* **AIM OF THE EXERCISE**: Find every line in the records below that contains the word "white", and copy each such line. Case counts, so only matches with the same capitalization qualify.

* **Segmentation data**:
------

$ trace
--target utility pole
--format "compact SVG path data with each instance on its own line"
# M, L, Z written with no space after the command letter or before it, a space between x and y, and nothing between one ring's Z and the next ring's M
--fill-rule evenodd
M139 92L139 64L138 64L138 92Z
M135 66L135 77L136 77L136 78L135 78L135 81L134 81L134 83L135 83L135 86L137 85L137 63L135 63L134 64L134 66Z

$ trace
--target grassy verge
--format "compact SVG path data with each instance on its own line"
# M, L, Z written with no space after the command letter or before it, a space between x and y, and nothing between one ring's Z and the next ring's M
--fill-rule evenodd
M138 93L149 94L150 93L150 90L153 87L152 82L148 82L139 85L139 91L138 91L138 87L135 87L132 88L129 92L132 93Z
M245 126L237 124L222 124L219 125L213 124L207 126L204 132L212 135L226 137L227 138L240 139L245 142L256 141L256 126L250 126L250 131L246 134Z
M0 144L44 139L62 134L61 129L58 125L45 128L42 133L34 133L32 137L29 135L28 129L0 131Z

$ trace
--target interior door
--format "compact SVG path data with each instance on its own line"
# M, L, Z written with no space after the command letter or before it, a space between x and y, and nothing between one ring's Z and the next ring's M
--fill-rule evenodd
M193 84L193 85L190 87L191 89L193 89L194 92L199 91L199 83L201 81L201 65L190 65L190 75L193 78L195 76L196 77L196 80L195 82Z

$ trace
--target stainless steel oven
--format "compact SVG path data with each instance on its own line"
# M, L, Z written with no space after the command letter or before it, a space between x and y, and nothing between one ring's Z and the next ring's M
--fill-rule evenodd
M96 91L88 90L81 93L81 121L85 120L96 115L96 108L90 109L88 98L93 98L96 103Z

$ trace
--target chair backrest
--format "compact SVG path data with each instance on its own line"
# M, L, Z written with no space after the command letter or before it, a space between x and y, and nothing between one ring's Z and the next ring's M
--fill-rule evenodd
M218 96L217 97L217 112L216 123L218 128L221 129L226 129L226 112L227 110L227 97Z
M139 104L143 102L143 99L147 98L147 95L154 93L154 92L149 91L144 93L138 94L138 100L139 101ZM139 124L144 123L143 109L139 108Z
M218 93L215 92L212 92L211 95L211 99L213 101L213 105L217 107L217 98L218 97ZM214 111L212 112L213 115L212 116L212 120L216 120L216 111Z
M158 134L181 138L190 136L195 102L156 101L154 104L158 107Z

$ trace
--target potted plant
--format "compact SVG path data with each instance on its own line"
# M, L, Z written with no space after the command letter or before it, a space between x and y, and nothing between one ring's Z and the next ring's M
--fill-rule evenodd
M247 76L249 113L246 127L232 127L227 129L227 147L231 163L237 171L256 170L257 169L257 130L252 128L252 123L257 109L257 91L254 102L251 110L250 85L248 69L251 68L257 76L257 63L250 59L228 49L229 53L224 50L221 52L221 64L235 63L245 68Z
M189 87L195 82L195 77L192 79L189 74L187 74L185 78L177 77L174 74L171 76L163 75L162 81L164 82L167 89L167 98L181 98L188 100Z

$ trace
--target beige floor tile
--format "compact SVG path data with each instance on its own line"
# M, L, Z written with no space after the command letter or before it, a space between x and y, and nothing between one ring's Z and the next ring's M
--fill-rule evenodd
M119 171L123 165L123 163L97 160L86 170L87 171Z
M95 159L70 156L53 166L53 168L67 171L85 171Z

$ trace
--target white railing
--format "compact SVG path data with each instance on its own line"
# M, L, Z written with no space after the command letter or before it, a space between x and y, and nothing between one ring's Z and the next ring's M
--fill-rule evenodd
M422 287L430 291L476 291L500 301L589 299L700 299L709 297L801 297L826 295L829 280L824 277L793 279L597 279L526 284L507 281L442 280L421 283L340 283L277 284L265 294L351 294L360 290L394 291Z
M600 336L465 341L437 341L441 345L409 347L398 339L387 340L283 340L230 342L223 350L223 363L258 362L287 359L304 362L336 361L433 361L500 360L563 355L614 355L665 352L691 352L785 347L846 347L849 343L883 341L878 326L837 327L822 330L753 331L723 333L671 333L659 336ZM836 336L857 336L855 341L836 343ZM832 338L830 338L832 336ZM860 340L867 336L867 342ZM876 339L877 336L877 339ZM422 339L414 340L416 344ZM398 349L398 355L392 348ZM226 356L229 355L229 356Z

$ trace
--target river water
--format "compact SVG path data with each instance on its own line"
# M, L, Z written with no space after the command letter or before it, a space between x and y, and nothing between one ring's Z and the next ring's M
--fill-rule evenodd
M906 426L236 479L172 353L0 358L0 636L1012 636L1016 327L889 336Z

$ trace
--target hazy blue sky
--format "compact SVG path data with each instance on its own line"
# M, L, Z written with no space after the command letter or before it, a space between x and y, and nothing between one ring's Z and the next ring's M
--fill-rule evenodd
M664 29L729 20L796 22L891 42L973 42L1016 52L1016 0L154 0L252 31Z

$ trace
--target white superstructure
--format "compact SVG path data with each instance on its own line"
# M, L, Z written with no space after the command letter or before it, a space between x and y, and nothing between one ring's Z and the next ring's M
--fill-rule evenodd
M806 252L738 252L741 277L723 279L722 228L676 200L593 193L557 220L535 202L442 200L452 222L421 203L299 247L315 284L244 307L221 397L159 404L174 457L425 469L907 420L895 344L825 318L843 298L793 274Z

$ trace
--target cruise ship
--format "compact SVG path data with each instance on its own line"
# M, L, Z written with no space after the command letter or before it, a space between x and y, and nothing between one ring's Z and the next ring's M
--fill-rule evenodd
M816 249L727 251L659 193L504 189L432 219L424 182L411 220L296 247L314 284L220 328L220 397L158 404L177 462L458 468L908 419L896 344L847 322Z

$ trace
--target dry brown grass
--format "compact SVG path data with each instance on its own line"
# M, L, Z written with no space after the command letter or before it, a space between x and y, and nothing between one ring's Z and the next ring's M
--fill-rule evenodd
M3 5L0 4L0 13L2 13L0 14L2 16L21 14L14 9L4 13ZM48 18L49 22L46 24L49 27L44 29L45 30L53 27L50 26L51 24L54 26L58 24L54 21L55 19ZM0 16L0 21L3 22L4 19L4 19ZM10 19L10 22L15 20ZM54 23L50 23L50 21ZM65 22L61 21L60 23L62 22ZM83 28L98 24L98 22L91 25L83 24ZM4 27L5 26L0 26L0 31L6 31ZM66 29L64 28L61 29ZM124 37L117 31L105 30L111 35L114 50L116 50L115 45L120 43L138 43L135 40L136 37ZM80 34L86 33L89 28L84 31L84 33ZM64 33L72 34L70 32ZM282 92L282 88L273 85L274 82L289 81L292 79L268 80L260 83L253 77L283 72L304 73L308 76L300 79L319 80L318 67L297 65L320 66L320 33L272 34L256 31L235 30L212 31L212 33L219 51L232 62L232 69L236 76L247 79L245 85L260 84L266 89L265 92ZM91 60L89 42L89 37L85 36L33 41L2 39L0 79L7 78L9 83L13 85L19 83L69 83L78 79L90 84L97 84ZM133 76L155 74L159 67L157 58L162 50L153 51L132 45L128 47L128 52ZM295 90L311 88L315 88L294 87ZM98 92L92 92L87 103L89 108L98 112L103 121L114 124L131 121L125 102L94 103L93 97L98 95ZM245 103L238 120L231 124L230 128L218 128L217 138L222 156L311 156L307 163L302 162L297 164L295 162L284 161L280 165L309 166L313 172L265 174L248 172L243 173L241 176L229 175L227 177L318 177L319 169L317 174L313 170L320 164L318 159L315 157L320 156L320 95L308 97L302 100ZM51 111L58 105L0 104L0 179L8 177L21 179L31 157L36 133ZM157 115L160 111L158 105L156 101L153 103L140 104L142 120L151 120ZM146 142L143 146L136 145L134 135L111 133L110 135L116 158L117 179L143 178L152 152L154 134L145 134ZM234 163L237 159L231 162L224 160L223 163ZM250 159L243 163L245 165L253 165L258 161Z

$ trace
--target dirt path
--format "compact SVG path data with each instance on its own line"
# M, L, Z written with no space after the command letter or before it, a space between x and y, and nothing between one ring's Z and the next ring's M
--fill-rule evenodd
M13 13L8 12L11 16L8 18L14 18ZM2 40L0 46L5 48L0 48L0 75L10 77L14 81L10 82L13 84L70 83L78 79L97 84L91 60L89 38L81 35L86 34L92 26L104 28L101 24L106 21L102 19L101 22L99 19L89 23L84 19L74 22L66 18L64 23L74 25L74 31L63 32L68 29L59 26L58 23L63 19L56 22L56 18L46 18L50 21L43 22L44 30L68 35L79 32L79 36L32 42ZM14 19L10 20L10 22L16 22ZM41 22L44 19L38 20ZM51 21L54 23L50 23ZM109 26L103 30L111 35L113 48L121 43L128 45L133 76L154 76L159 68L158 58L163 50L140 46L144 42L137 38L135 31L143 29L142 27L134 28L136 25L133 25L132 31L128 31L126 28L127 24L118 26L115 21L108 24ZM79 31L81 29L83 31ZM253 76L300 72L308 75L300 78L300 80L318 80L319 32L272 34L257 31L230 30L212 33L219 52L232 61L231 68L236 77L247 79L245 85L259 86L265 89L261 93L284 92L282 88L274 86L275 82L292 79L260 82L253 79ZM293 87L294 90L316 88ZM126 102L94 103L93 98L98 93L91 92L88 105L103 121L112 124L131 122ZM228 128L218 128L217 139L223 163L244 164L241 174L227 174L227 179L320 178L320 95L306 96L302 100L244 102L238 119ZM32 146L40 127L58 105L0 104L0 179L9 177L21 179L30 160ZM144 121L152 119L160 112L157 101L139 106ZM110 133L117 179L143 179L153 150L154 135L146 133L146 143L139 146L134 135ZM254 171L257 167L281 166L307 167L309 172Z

------

* **WORKED ANSWER**:
--target white railing
--target white superstructure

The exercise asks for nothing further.